### EXERCISE REQUIREMENTS
Go through the entries below. Copy out every line that contains "white".
**** TASK INPUT
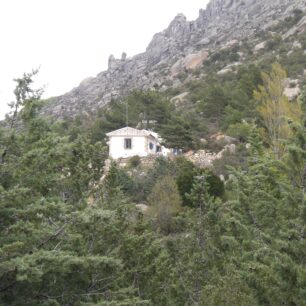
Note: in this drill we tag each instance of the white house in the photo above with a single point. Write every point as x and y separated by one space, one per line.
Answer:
127 142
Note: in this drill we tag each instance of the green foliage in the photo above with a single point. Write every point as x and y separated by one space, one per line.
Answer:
165 203
70 236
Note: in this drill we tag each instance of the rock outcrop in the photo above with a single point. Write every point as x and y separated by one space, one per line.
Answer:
182 46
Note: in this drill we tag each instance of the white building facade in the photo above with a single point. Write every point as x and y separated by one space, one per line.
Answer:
128 142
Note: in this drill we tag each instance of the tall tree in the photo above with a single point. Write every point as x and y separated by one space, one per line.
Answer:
276 110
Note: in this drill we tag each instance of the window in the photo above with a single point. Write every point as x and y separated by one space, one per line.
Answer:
128 143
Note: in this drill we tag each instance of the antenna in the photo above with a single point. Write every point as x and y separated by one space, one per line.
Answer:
127 112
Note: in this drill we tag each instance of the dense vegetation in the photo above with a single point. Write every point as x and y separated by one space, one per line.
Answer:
69 238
********
### RESPONSE
Note: in this drill we tag each instance of the white house in the photo above with a single point. Write every point as x and y separated by one space, one per line.
Note: in this drill we tag each instance of the white building facade in the photo above with a single point. Write every point as x and y separated by one space, one per line.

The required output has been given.